▸ **Work instruction**: In the text passage about hearing of Michael Jackson's death, explain why the writer set the first report aside before teaching, in one to three sentences.

▸ **Text passage**:
###
June 25, 2009
I was just about to begin my third class in a workshop series at a construction company. About 2o young white guys in dirty khaki pants and construction boots ran around, joking, shouting expletives to each other in true “dude fun.” A guy who was clearly as obsessed with his Smartphone as I was, sat content and quiet as a mouse peering into the small screen. He shouted out, “Dude, Michael Jackson’s in the hospital! It looks bad.”
“No shit? Michael Jackson?” someone asked.
Wait. Michael who? The Michael Jackson?
I quickly dismissed it, but to be sure, I logged on to CNN.com on my Blackberry. Under Breaking News, it read “Pop Star Hospitalized from Cardiac Arrest.” I started to get queasy, but I had a class to teach. Surely, within an hour, there would be good news. He was just sick a few months ago. He’ll recover.
The class ended. I immediately checked CNN again, ignoring the my missed calls. Michael Jackson was dead. I didn’t believe it. I packed up, and headed out to the car. My mama called because she knows me best.
“Are you crying?”
“No, not yet.”
I turned the key in the ignition and heard the DJ confirm his death. After a while, his voice faded behind “Billie Jean.” It was real. The tears started to fall before I could put my car in reverse..
He was a regular human like any of us, not some invincible superhero or supernatural god. But he was Michael–special. He wasn’t supposed to die now. To me, he would be someone who would be there as he’d always been, even if it wasn’t always in the illuminous spotlight. He wasn’t supposed to die until he like, near 80. It was too soon.
Here’s my letter to him. Perhaps whatever took him to his death was stronger than the love he was drowned in by his family and fans.
Today, there will be images of you flashing across television screens. People will flip through newspaper and magazine pages with your pictures plastered in them. Countless mouses will click to blog sites and social media sites filled with tributes to you, much like this one. Fans will press play to listen to your music. Some will opt for Jackson 5 songs, while others will listen to Thriller or Off the Wall. Today, your star will shine just as brightly as it always did.
###
▸ **Information supplied**:
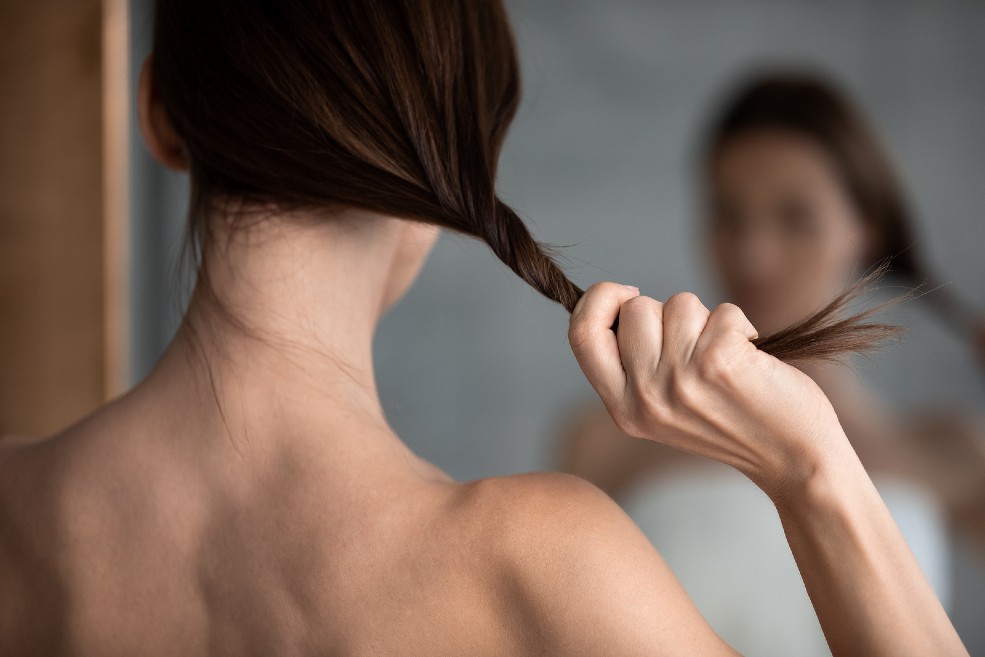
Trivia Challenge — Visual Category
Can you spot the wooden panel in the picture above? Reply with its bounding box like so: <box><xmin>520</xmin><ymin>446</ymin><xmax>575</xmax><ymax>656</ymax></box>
<box><xmin>0</xmin><ymin>0</ymin><xmax>125</xmax><ymax>435</ymax></box>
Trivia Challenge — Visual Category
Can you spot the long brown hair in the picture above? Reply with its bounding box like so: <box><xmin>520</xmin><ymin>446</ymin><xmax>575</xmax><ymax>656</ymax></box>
<box><xmin>153</xmin><ymin>0</ymin><xmax>900</xmax><ymax>358</ymax></box>
<box><xmin>704</xmin><ymin>70</ymin><xmax>973</xmax><ymax>340</ymax></box>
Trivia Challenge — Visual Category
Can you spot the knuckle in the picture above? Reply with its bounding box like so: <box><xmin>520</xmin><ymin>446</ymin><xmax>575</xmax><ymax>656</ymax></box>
<box><xmin>619</xmin><ymin>296</ymin><xmax>659</xmax><ymax>321</ymax></box>
<box><xmin>715</xmin><ymin>303</ymin><xmax>756</xmax><ymax>332</ymax></box>
<box><xmin>639</xmin><ymin>387</ymin><xmax>671</xmax><ymax>427</ymax></box>
<box><xmin>670</xmin><ymin>371</ymin><xmax>701</xmax><ymax>409</ymax></box>
<box><xmin>667</xmin><ymin>292</ymin><xmax>701</xmax><ymax>309</ymax></box>
<box><xmin>695</xmin><ymin>341</ymin><xmax>735</xmax><ymax>383</ymax></box>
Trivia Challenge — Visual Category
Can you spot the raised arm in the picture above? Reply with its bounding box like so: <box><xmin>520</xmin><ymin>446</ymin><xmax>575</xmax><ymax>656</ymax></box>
<box><xmin>569</xmin><ymin>283</ymin><xmax>967</xmax><ymax>657</ymax></box>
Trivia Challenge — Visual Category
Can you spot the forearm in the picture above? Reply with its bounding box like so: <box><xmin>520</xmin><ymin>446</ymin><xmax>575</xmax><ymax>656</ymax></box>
<box><xmin>774</xmin><ymin>440</ymin><xmax>968</xmax><ymax>657</ymax></box>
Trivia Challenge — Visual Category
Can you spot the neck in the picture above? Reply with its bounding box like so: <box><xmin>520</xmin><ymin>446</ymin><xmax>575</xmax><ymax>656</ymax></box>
<box><xmin>130</xmin><ymin>212</ymin><xmax>434</xmax><ymax>474</ymax></box>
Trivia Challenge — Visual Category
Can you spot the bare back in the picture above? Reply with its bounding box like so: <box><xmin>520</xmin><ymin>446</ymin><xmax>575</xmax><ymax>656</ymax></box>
<box><xmin>0</xmin><ymin>425</ymin><xmax>552</xmax><ymax>655</ymax></box>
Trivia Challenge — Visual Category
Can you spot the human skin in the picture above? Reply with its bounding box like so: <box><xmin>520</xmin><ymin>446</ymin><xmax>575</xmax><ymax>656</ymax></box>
<box><xmin>0</xmin><ymin>66</ymin><xmax>966</xmax><ymax>656</ymax></box>
<box><xmin>561</xmin><ymin>129</ymin><xmax>985</xmax><ymax>554</ymax></box>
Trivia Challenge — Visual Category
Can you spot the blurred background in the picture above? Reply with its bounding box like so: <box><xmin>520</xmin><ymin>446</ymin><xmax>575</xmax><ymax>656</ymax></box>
<box><xmin>0</xmin><ymin>0</ymin><xmax>985</xmax><ymax>655</ymax></box>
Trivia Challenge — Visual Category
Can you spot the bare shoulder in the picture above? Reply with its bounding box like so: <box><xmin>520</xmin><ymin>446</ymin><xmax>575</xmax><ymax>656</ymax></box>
<box><xmin>450</xmin><ymin>473</ymin><xmax>734</xmax><ymax>655</ymax></box>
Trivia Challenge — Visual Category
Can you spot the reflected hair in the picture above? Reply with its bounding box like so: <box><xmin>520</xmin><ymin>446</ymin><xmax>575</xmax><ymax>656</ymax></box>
<box><xmin>152</xmin><ymin>0</ymin><xmax>891</xmax><ymax>359</ymax></box>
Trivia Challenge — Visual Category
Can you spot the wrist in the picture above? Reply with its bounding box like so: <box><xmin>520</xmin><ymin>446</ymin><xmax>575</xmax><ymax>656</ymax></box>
<box><xmin>760</xmin><ymin>427</ymin><xmax>870</xmax><ymax>513</ymax></box>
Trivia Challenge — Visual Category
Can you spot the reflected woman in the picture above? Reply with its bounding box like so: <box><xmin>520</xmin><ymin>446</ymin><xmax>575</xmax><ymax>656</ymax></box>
<box><xmin>562</xmin><ymin>73</ymin><xmax>985</xmax><ymax>654</ymax></box>
<box><xmin>0</xmin><ymin>6</ymin><xmax>967</xmax><ymax>657</ymax></box>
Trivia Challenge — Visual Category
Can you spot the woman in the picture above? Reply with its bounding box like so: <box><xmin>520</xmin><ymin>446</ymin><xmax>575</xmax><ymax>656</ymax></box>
<box><xmin>0</xmin><ymin>6</ymin><xmax>967</xmax><ymax>655</ymax></box>
<box><xmin>562</xmin><ymin>73</ymin><xmax>985</xmax><ymax>655</ymax></box>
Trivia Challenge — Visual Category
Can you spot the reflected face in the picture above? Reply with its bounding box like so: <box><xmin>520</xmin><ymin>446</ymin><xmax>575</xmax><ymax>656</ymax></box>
<box><xmin>383</xmin><ymin>220</ymin><xmax>440</xmax><ymax>310</ymax></box>
<box><xmin>708</xmin><ymin>130</ymin><xmax>867</xmax><ymax>335</ymax></box>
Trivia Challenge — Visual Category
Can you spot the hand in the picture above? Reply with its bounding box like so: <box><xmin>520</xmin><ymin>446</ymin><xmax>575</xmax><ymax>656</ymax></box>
<box><xmin>568</xmin><ymin>283</ymin><xmax>850</xmax><ymax>499</ymax></box>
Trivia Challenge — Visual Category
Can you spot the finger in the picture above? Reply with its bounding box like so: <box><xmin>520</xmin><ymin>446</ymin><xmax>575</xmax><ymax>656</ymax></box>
<box><xmin>698</xmin><ymin>303</ymin><xmax>759</xmax><ymax>343</ymax></box>
<box><xmin>692</xmin><ymin>303</ymin><xmax>759</xmax><ymax>372</ymax></box>
<box><xmin>617</xmin><ymin>296</ymin><xmax>664</xmax><ymax>385</ymax></box>
<box><xmin>568</xmin><ymin>283</ymin><xmax>640</xmax><ymax>402</ymax></box>
<box><xmin>661</xmin><ymin>292</ymin><xmax>711</xmax><ymax>367</ymax></box>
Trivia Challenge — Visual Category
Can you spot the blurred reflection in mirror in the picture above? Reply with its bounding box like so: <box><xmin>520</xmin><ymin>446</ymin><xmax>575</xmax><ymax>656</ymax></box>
<box><xmin>561</xmin><ymin>71</ymin><xmax>985</xmax><ymax>655</ymax></box>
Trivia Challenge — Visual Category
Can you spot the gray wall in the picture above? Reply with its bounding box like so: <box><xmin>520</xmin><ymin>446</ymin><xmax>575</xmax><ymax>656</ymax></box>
<box><xmin>133</xmin><ymin>0</ymin><xmax>985</xmax><ymax>654</ymax></box>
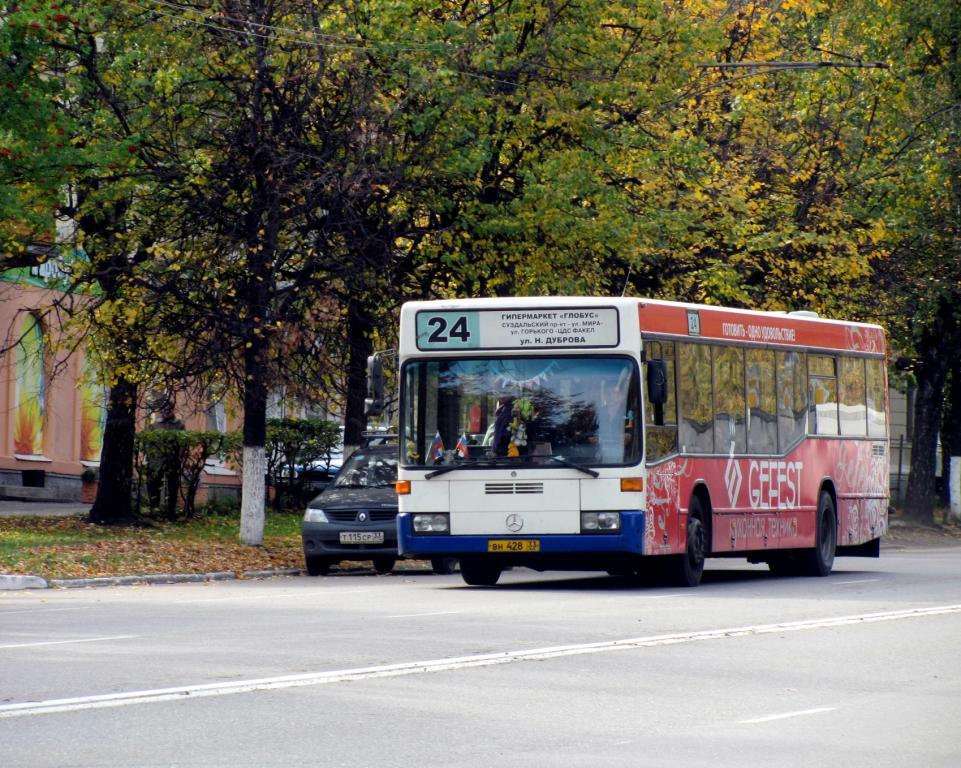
###
▸ **Result of the exercise**: The writer had a class to teach and expected good news within an hour. Jackson had been sick a few months earlier, and the writer assumed he would recover this time too.